**Your assignment**: Repeat all the data that appears below, keeping it exact.

**Source records**:
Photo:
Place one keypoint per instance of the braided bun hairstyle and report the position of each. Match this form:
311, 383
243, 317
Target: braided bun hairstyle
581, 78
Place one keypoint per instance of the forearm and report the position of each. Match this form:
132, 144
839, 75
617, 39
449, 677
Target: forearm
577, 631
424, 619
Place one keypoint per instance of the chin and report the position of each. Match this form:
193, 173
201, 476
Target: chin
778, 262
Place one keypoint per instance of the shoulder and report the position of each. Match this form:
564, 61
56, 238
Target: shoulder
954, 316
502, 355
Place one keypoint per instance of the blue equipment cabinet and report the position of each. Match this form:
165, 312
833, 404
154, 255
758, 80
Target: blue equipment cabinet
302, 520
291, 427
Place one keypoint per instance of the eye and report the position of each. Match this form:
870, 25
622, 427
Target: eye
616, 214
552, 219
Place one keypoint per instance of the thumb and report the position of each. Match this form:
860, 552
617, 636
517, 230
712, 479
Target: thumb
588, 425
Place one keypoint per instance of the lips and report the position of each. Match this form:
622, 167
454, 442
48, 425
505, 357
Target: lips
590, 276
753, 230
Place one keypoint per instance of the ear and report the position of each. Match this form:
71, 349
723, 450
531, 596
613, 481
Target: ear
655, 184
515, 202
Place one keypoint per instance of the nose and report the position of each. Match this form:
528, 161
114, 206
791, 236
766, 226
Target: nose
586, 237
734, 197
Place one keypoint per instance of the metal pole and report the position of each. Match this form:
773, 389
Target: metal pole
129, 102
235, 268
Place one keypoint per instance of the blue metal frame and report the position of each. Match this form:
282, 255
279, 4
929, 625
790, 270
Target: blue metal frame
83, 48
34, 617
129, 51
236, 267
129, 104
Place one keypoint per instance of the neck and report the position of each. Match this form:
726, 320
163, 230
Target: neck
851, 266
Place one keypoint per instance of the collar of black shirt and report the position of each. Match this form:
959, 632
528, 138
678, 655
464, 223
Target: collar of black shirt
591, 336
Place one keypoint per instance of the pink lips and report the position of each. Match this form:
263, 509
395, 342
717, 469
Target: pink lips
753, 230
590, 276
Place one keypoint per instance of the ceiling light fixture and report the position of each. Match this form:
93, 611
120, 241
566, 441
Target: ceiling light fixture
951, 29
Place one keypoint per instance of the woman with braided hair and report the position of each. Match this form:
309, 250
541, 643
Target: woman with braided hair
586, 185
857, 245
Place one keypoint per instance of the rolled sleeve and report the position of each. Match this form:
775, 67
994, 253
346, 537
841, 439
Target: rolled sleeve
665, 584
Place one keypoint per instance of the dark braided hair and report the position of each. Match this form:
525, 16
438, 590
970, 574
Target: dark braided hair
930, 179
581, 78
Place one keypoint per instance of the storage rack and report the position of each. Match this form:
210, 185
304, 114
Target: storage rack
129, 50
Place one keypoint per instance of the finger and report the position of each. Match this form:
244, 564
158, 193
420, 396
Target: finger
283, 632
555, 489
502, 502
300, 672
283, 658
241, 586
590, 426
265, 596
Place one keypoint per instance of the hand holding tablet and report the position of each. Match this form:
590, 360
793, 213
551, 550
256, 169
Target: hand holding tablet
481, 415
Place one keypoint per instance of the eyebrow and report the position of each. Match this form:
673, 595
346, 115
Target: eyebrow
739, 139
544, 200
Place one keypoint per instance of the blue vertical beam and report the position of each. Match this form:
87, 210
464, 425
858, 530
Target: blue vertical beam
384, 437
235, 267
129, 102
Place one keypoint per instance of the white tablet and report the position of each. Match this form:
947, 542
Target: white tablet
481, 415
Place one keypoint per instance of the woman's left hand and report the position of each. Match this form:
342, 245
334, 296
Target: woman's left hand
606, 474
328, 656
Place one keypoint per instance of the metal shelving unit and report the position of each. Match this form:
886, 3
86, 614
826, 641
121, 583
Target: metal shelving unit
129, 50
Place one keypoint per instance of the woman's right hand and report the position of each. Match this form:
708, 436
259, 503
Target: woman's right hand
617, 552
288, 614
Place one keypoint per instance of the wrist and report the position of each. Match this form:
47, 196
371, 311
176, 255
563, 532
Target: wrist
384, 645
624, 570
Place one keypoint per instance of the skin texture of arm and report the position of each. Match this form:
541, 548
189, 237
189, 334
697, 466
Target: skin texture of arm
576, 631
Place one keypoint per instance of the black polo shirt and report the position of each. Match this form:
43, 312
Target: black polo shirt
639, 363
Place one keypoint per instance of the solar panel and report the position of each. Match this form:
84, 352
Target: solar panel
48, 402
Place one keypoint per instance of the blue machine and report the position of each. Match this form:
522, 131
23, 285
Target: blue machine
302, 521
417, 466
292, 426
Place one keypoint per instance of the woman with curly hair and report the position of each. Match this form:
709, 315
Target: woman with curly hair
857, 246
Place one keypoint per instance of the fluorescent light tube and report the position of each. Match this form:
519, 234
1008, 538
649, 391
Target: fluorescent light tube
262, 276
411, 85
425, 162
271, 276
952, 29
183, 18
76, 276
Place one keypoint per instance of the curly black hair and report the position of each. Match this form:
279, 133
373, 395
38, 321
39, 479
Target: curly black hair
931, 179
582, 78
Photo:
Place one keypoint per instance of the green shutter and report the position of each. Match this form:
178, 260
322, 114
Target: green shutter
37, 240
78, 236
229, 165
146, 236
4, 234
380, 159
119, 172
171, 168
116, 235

**Worked solution**:
Photo:
Place one keypoint per instance of the braided bun hairstyle and report the position of each. Match this form:
311, 383
243, 317
Target: braided bun hairstyle
581, 78
Place one keypoint per instance of the forearm and report the position of each. Match this form:
132, 144
839, 75
617, 39
449, 677
Target: forearm
577, 631
424, 619
Place one keypoint per instance of the chin and report the position of each. Match this form:
193, 173
201, 476
Target: chin
778, 262
Place one keypoint per instance of the shoulder and report the position of each. Match this form:
564, 61
56, 238
Target: shoulder
954, 316
502, 355
Place one keypoint per instance of the blue equipment cabinet and report the position of each. Match this form:
165, 312
833, 404
154, 255
758, 80
Target: blue equipment cabinet
302, 520
291, 427
Place one keypoint per instance of the eye and report the position of each. Match this form:
870, 25
622, 427
Target: eye
616, 214
552, 219
Place one keypoint per instance of the thumb and report the position of each. Match this form:
860, 552
617, 636
517, 230
712, 479
Target: thumb
588, 425
Place one keypoint per instance of the lips and report the position of each. Match this form:
622, 167
454, 442
48, 425
505, 357
Target: lips
590, 276
753, 230
Place one keypoint per instance of the ear and report the position of each. Match this form:
71, 349
723, 450
531, 596
613, 481
Target: ear
655, 184
515, 202
Place one keypoint per instance of the nose and report the position of each. Match this form:
528, 161
114, 206
791, 236
766, 226
Target: nose
586, 237
734, 197
Place one keypoint per instance of the metal pole and report the position of each. Match this form:
773, 389
Target: metal pole
129, 102
235, 268
Place one keypoint per instance of the blue metal frame and report the position of each. Match this form:
282, 255
279, 4
929, 625
790, 270
Target: blue metal frame
83, 48
34, 617
129, 51
236, 267
129, 104
Place one keypoint per instance of the neck and report the position of each. Match this form:
726, 320
163, 230
Target: neck
851, 266
Place one keypoint per instance of the collar of black shirt and report the position of each. Match this form:
959, 632
528, 138
678, 655
464, 223
Target: collar of black shirt
591, 336
Place one keypoint per instance of the pink lips and report the position of each. Match this form:
263, 509
395, 342
717, 469
Target: pink lips
753, 230
590, 276
Place one keypoint per instance of the ceiling light fixture and report the position of each. Match this form:
93, 611
120, 241
566, 441
Target: ceiling light fixture
951, 29
Place one keypoint per instance of the woman with braided hair and report the position of each. Match this form:
309, 250
541, 643
Target: woman with braided hair
586, 185
857, 245
Place one keypoint per instance of the rolled sleeve and report the position of each. Match this form:
775, 67
994, 253
346, 537
841, 439
Target: rolled sleeve
665, 584
Place one keypoint per instance of the dark braided hair and report the position of each. Match this form:
525, 16
438, 590
970, 574
Target: dark braided hair
930, 179
581, 78
Place one keypoint per instance of the storage rack and report the position of each. Match this form:
210, 185
304, 114
Target: storage rack
129, 50
Place one keypoint per instance of the finger and report the position of each. Match this form:
244, 564
158, 193
420, 396
Target: finger
283, 632
555, 489
502, 502
300, 672
283, 658
241, 586
590, 426
265, 596
Place one keypoint per instance of the hand holding tablet and report the position of each. Match this form:
590, 360
793, 213
551, 550
256, 169
Target: hand holding tablet
481, 415
Place one keypoint per instance of the eyebrow and report the position of each. Match this form:
673, 595
346, 115
Target: eyebrow
739, 139
544, 200
Place one keypoint per instance of the blue vertical beam and report the position of each. Match this form:
87, 210
464, 425
858, 530
Target: blue vertical beam
384, 437
235, 267
129, 102
Place one keypoint per instance of the white tablet and report the position of each. Match this form:
947, 542
Target: white tablet
481, 415
Place one keypoint per instance of the woman's left hand and report the position of each. Match this form:
342, 245
334, 296
Target: woman's left hand
606, 474
328, 656
Place one keypoint per instance of the metal shelving unit and report the position of each. Match this form:
886, 3
86, 614
826, 641
121, 583
Target: metal shelving unit
129, 50
Place one keypoint per instance of the woman's right hand and report the position of each. Match this form:
708, 436
259, 503
Target: woman's right hand
617, 552
288, 614
Place one keypoint per instance of the wrist and report the position of each. Match this form:
47, 196
371, 311
176, 255
563, 532
Target: wrist
384, 645
624, 570
Place one keypoint per instance of the skin texture of arm and report the position of each. Match this form:
541, 548
189, 237
189, 334
697, 466
Target: skin texture of arm
576, 631
Place one keypoint per instance of the black polo shirt and report the position of each. Match this form:
43, 312
Target: black polo shirt
639, 363
Place one keypoint per instance of the solar panel and report the position of each. Match this form:
84, 352
Target: solar panel
48, 402
Place one keypoint per instance of the blue machine and report the position of each. Match this form:
522, 131
23, 285
Target: blue machine
302, 521
417, 466
292, 426
Place one keypoint per instance of the woman with curly hair and report the position of each. Match this form:
709, 315
Target: woman with curly hair
857, 246
Place one keypoint per instance of the fluorescent light tube and report the position of each. Match this form:
519, 234
1008, 538
649, 391
Target: fluorescent light tube
262, 276
411, 85
425, 162
271, 276
952, 29
183, 18
76, 276
Place one keypoint per instance of the curly black hair and report the position of each. Match this form:
279, 133
373, 395
38, 321
39, 479
Target: curly black hair
931, 179
582, 78
Photo:
Place one keypoint per instance of the green shutter and report the position of each. Match this form:
178, 260
322, 114
Target: green shutter
37, 240
78, 236
229, 165
146, 236
4, 234
380, 159
119, 172
171, 168
116, 235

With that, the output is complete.